■ **Work to be completed**
Print every entry below exactly, leaving out the pictures.

Dataset entries
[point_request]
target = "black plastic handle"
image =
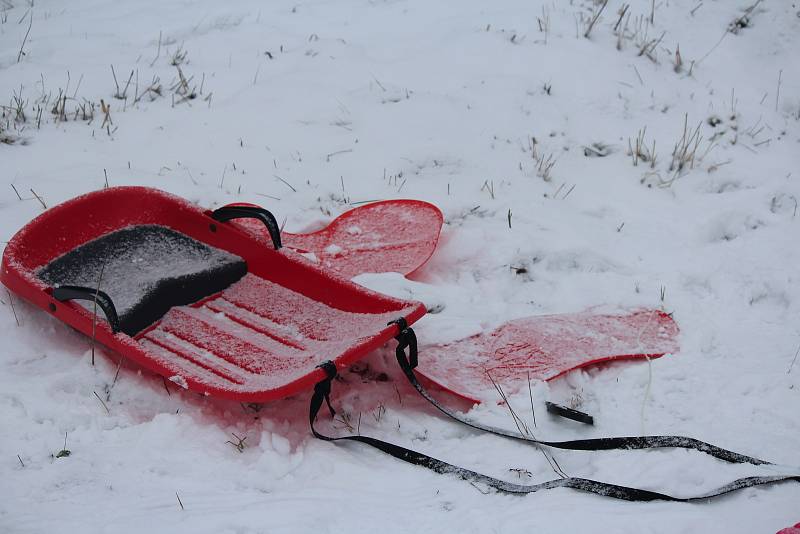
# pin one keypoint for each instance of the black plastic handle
(102, 299)
(226, 213)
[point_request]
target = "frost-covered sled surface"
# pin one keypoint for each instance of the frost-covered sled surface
(525, 133)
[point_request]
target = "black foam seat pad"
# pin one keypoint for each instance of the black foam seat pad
(146, 270)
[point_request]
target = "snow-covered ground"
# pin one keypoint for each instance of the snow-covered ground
(521, 128)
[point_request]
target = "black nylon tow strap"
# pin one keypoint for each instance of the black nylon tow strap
(407, 339)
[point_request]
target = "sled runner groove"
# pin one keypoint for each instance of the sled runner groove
(199, 300)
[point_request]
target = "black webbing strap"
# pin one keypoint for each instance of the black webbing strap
(322, 391)
(407, 339)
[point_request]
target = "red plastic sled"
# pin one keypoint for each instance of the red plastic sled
(386, 236)
(544, 347)
(194, 298)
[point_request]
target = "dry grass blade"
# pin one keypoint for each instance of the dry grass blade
(551, 459)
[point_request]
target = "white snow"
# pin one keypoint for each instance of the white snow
(499, 114)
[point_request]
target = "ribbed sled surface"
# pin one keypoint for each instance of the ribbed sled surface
(256, 335)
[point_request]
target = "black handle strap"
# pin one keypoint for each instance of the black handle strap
(407, 339)
(226, 213)
(62, 293)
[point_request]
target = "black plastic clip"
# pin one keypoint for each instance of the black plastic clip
(569, 413)
(323, 387)
(406, 337)
(62, 293)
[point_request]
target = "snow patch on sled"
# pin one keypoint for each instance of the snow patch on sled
(145, 269)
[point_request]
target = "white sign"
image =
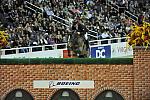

■ **Exercise answer**
[point_request]
target = "black plastic handle"
image =
# pin one keypoint for each instance of the black plastic handle
(102, 299)
(226, 213)
[point_request]
target = "frost-covered sled surface"
# pin one keypoint for each instance of the frost-covered sled surface
(525, 133)
[point_request]
target = "black foam seat pad"
# pin one keypoint for each instance of the black foam seat pad
(146, 270)
[point_request]
target = "snow-covered ground"
# pin one keypoint for each instance of the snow-covered ground
(521, 128)
[point_request]
target = "black nylon tow strap"
# pin one keypoint for each instance of the black nylon tow strap
(407, 339)
[point_request]
target = "sled runner groove"
# pin one keypoint for each instance of the sled runner groove
(199, 300)
[point_request]
target = "black webbing strap"
# pin one keypoint for each instance of the black webbing strap
(322, 391)
(407, 339)
[point_request]
target = "red plastic sled"
# pin one keypoint for each instance of the red plastic sled
(386, 236)
(544, 347)
(194, 298)
[point_request]
target = "dry grass blade"
# pin one keypoint for each instance of the dry grass blade
(551, 459)
[point_request]
target = "white snow"
# pin one keypoint for each instance of the white snow
(499, 114)
[point_request]
target = "ribbed sled surface"
# pin one keypoint for each instance of the ribbed sled surface
(256, 335)
[point_request]
target = "black handle strap"
# pin one keypoint for each instance of the black handle strap
(407, 339)
(226, 213)
(62, 293)
[point_request]
target = "black plastic clip"
# pin one keypoint for each instance of the black plastic clip
(569, 413)
(323, 387)
(406, 337)
(62, 293)
[point_request]
target = "snow patch on sled"
# pin one keypoint for each instance of the snow patch on sled
(145, 269)
[point_request]
target = "white sign"
image =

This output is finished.